------ SUPPLIED DATA ------

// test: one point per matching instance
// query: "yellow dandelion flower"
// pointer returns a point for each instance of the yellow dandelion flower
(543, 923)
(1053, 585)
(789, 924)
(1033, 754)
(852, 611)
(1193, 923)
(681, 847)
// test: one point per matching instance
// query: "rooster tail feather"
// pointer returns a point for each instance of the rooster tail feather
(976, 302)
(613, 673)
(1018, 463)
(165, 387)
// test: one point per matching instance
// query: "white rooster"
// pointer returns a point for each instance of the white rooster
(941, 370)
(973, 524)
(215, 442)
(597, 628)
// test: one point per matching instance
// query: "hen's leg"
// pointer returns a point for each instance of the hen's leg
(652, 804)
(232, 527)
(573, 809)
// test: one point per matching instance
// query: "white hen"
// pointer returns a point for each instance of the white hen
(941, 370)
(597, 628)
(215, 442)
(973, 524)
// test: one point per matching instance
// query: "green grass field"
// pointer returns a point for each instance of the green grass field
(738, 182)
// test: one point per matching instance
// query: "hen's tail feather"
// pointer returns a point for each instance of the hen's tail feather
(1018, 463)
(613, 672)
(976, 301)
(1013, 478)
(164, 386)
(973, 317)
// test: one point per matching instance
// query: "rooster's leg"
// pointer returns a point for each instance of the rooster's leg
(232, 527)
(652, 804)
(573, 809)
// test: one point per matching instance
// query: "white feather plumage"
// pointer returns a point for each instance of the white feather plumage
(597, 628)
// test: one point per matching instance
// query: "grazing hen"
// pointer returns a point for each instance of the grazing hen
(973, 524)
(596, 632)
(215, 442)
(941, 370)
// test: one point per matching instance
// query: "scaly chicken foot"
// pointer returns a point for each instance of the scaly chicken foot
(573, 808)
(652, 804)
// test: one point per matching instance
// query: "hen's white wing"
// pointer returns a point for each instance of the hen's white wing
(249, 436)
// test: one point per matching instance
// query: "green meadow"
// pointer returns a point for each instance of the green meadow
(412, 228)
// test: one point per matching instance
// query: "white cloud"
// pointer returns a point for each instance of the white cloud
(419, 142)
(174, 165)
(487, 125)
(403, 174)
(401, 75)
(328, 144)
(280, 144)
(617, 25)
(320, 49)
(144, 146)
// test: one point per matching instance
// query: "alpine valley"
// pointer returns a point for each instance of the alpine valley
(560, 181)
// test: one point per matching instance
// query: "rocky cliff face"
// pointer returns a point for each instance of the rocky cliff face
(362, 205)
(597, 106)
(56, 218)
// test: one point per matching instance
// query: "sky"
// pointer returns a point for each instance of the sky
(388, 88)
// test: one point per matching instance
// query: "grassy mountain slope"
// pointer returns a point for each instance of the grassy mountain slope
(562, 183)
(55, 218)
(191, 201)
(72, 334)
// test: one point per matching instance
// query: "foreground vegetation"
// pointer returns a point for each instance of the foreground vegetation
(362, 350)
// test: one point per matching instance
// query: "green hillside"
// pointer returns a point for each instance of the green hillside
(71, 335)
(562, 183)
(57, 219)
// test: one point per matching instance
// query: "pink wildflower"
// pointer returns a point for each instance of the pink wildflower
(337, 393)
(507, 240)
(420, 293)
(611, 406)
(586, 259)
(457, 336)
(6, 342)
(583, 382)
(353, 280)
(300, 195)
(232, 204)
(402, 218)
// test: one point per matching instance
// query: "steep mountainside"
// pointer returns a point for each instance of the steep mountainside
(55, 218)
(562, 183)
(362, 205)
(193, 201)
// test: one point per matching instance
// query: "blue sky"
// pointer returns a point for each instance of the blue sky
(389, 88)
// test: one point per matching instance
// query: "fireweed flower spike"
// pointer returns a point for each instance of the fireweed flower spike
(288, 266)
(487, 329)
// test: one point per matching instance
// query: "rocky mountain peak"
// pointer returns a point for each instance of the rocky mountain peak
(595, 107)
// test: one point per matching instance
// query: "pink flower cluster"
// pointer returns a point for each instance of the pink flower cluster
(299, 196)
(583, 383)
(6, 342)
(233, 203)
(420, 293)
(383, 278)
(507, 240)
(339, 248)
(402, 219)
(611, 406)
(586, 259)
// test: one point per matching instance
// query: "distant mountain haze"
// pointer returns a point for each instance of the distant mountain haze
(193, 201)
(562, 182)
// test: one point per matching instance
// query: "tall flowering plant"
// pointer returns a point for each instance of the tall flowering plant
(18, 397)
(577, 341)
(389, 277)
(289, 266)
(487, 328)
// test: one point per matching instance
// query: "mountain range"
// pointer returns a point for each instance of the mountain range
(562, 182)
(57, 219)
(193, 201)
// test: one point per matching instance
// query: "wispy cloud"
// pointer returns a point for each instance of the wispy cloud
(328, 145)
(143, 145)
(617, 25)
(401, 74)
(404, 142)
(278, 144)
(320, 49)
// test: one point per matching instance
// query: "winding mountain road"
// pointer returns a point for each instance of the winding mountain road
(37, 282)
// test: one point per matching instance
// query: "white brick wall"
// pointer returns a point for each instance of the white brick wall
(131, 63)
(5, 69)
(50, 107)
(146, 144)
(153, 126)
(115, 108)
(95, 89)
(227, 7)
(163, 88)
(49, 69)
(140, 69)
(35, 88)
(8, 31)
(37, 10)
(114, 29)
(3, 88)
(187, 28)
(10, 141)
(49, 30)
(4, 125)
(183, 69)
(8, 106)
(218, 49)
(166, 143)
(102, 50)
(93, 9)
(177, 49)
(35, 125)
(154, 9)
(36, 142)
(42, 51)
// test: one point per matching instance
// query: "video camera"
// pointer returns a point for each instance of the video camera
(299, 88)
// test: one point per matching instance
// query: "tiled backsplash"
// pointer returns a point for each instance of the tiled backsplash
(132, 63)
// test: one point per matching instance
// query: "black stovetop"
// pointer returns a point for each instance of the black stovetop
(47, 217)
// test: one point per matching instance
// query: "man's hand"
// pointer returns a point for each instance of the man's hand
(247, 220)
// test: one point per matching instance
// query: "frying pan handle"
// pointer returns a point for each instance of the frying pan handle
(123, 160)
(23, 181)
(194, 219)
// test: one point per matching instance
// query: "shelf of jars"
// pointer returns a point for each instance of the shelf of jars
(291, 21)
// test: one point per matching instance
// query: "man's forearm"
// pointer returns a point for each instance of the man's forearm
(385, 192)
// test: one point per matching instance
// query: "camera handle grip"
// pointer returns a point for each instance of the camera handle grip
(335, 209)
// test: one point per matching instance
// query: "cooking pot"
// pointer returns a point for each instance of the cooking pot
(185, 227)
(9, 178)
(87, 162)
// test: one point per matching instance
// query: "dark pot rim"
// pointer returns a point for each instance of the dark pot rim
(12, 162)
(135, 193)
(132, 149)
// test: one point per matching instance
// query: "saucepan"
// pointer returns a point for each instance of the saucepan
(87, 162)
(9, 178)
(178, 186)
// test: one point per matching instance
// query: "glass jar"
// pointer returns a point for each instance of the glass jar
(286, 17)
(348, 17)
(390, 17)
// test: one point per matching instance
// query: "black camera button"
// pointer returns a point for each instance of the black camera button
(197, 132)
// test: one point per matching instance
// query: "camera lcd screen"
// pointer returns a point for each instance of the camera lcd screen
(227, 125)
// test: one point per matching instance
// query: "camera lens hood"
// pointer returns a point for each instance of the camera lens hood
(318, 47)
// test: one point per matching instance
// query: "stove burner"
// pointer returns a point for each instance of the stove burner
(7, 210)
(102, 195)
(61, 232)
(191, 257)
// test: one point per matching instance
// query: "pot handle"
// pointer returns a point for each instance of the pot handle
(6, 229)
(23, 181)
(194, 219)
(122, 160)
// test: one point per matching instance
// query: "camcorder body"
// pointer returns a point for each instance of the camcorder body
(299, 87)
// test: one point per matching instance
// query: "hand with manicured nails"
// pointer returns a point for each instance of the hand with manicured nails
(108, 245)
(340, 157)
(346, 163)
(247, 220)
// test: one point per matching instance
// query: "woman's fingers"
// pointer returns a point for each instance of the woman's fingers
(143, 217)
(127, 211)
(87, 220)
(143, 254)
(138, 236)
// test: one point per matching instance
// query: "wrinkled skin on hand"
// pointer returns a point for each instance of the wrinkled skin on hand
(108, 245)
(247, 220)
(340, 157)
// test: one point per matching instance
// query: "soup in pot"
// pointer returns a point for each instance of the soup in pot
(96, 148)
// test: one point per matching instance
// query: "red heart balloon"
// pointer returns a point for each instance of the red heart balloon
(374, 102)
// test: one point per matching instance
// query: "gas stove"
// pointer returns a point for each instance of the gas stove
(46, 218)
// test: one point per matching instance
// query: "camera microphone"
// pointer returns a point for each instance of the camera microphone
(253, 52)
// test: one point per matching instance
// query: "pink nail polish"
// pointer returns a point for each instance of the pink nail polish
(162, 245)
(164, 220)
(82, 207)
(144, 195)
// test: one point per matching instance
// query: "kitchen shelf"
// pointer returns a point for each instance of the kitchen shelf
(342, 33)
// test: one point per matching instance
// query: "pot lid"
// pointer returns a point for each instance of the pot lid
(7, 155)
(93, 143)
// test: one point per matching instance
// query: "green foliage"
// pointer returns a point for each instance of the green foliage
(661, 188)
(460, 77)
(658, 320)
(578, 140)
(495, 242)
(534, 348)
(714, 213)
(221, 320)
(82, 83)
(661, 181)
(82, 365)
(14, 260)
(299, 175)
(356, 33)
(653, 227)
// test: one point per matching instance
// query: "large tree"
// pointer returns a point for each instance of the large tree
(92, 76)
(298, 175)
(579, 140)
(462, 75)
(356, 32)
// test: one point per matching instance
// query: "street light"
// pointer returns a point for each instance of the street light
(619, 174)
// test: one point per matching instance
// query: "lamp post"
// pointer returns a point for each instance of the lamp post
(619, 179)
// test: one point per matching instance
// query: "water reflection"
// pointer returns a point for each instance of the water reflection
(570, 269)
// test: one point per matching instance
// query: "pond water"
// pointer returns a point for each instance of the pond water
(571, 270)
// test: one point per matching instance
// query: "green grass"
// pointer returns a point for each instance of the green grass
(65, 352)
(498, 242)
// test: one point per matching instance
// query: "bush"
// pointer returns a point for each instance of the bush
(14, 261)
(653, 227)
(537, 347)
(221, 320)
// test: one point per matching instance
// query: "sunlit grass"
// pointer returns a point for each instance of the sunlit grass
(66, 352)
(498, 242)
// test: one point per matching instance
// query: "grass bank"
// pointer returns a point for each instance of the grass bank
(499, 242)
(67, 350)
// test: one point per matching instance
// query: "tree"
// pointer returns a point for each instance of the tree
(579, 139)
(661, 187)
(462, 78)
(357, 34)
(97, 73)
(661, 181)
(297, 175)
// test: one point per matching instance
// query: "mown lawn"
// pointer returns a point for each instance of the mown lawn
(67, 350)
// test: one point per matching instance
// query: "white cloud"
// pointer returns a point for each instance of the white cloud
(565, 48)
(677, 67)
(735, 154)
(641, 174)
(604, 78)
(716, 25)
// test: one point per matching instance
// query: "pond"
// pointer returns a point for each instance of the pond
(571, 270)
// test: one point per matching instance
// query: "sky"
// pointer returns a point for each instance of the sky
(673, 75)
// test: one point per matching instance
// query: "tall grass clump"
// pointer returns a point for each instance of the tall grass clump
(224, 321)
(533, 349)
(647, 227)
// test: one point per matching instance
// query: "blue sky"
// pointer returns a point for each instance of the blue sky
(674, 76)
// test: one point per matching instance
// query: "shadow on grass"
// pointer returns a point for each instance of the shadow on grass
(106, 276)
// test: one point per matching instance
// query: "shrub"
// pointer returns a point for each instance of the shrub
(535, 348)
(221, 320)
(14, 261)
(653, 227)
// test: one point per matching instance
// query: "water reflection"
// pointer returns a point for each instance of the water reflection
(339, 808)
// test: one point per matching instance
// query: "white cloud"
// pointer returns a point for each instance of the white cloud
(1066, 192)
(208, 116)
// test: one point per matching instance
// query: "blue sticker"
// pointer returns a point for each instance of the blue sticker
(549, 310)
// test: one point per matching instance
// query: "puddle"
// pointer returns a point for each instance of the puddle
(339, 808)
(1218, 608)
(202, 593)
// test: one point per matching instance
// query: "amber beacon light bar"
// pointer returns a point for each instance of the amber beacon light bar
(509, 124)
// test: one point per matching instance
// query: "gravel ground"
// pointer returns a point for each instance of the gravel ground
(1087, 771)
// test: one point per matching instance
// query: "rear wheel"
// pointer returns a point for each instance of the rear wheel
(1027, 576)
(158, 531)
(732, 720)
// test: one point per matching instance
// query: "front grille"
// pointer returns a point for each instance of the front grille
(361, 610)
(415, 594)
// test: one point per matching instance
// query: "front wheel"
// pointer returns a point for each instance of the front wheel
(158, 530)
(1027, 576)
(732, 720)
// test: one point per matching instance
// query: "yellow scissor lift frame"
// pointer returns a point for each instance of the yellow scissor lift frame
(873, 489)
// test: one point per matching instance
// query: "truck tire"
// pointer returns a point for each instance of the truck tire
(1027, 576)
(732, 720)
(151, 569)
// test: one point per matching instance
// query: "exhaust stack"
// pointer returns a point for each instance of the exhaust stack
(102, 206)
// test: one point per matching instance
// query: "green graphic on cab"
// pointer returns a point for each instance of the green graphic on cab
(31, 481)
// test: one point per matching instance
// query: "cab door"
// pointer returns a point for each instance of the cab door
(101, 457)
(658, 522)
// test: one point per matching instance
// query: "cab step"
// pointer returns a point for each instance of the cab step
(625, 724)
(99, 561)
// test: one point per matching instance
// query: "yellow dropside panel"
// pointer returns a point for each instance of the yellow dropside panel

------

#### BRIEF:
Show every line of the records above that contains the word "hood".

#### CORRECT RESPONSE:
// query: "camera lens hood"
// pointer returns a point for each instance of the camera lens hood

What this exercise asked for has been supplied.